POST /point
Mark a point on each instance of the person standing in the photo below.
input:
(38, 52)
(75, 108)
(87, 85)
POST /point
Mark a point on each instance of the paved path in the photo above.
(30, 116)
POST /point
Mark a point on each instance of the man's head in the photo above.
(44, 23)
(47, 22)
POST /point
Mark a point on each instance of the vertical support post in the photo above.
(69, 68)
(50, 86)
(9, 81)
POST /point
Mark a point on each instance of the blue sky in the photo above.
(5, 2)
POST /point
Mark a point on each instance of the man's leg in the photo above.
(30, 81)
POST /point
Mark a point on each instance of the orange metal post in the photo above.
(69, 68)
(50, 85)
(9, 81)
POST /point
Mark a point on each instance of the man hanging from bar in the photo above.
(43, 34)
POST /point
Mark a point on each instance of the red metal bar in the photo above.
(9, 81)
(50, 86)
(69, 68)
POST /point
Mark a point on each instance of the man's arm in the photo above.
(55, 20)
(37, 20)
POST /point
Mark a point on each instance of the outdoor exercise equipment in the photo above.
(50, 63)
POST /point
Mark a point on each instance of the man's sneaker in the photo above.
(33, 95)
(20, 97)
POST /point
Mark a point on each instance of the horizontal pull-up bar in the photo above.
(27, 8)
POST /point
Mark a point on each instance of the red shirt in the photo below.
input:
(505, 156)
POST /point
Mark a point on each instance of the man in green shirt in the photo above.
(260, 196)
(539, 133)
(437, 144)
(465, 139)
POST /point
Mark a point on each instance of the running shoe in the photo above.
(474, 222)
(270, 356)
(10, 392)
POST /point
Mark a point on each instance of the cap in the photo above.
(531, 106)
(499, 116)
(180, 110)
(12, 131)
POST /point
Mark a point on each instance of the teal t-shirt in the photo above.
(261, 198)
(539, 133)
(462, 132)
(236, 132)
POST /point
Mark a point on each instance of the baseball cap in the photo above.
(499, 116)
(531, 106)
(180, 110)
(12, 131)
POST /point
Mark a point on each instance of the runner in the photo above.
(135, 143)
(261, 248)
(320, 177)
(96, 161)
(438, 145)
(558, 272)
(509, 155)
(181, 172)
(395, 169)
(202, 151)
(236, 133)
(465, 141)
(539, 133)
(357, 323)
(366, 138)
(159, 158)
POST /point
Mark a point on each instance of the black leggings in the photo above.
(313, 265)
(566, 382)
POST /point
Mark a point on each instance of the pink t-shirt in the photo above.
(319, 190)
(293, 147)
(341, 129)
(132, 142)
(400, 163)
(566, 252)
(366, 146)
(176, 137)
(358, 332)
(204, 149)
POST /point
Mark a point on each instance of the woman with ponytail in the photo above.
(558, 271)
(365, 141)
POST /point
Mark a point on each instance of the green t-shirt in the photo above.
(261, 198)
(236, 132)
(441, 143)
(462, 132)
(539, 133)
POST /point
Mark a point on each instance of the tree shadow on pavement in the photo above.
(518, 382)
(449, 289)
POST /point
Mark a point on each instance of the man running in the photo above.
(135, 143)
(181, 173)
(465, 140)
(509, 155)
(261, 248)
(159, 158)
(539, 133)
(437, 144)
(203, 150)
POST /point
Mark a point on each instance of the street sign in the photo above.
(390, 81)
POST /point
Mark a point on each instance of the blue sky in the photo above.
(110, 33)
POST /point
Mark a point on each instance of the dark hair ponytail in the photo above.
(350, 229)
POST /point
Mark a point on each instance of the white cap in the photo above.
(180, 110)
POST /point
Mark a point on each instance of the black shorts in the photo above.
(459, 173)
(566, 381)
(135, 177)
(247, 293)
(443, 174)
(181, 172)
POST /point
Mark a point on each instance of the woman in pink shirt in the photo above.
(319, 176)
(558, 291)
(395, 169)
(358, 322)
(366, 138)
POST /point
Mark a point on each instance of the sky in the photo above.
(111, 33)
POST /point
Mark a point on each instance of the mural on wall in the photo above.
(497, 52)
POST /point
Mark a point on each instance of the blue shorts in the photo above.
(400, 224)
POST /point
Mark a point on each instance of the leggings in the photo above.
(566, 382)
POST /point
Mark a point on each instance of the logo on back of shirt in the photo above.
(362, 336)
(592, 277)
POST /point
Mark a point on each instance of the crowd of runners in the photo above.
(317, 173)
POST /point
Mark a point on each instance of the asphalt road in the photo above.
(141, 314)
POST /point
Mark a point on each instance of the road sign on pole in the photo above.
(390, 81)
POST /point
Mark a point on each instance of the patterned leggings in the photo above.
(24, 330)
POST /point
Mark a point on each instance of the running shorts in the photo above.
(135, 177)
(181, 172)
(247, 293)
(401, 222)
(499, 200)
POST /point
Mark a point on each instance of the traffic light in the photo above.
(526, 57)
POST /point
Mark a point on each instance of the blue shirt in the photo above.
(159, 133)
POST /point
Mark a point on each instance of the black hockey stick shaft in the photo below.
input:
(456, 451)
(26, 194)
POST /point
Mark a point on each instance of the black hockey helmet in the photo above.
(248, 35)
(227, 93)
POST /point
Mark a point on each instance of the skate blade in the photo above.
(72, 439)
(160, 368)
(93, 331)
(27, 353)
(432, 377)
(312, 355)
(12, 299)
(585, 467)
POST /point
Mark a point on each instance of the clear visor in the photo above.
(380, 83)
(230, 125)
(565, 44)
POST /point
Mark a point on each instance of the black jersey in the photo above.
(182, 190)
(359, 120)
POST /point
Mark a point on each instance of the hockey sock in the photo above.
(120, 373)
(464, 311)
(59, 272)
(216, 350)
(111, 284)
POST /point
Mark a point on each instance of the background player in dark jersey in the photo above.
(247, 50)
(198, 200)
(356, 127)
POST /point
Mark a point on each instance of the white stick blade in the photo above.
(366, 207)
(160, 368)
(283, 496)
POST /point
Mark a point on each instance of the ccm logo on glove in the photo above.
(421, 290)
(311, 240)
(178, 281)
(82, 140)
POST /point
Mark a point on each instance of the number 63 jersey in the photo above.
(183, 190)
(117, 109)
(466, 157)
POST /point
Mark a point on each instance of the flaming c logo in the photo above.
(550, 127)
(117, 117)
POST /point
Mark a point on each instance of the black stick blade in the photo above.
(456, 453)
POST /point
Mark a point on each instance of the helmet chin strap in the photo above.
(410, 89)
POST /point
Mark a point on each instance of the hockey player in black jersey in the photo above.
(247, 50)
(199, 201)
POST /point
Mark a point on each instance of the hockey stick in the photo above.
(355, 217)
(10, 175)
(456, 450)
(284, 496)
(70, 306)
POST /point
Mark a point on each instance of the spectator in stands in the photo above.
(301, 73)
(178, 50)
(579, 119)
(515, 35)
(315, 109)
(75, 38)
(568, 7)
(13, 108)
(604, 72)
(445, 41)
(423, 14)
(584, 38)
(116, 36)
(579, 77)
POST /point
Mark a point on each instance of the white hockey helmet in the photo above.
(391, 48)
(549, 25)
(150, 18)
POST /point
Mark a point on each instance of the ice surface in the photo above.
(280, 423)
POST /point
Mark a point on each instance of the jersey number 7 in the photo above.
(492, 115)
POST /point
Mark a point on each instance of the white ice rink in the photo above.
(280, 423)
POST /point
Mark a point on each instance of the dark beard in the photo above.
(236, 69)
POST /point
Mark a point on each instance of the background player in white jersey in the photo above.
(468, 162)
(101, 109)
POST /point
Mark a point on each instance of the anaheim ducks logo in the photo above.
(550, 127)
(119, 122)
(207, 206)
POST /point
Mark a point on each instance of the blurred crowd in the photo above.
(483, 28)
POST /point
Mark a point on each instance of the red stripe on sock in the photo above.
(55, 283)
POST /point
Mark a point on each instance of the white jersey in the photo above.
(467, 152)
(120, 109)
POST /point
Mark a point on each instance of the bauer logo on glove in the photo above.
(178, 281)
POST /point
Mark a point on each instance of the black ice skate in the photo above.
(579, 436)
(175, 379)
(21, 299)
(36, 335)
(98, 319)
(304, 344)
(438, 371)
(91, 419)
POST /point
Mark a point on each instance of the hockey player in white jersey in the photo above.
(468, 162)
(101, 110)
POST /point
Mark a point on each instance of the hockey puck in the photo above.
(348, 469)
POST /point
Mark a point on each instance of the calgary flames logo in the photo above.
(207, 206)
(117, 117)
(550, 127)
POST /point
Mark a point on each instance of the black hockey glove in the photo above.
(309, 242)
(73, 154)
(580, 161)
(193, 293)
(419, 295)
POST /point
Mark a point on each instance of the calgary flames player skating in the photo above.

-*-

* PROBLEM DESCRIPTION
In the records, which lines mention the word "below"? Copy those lines.

* TASK OUTPUT
Mark a point on each instance of the person standing in the photo below.
Mark a point on each instance of the red shirt in the photo below.
Mark a point on each instance of the black hockey stick shaft in the photo below.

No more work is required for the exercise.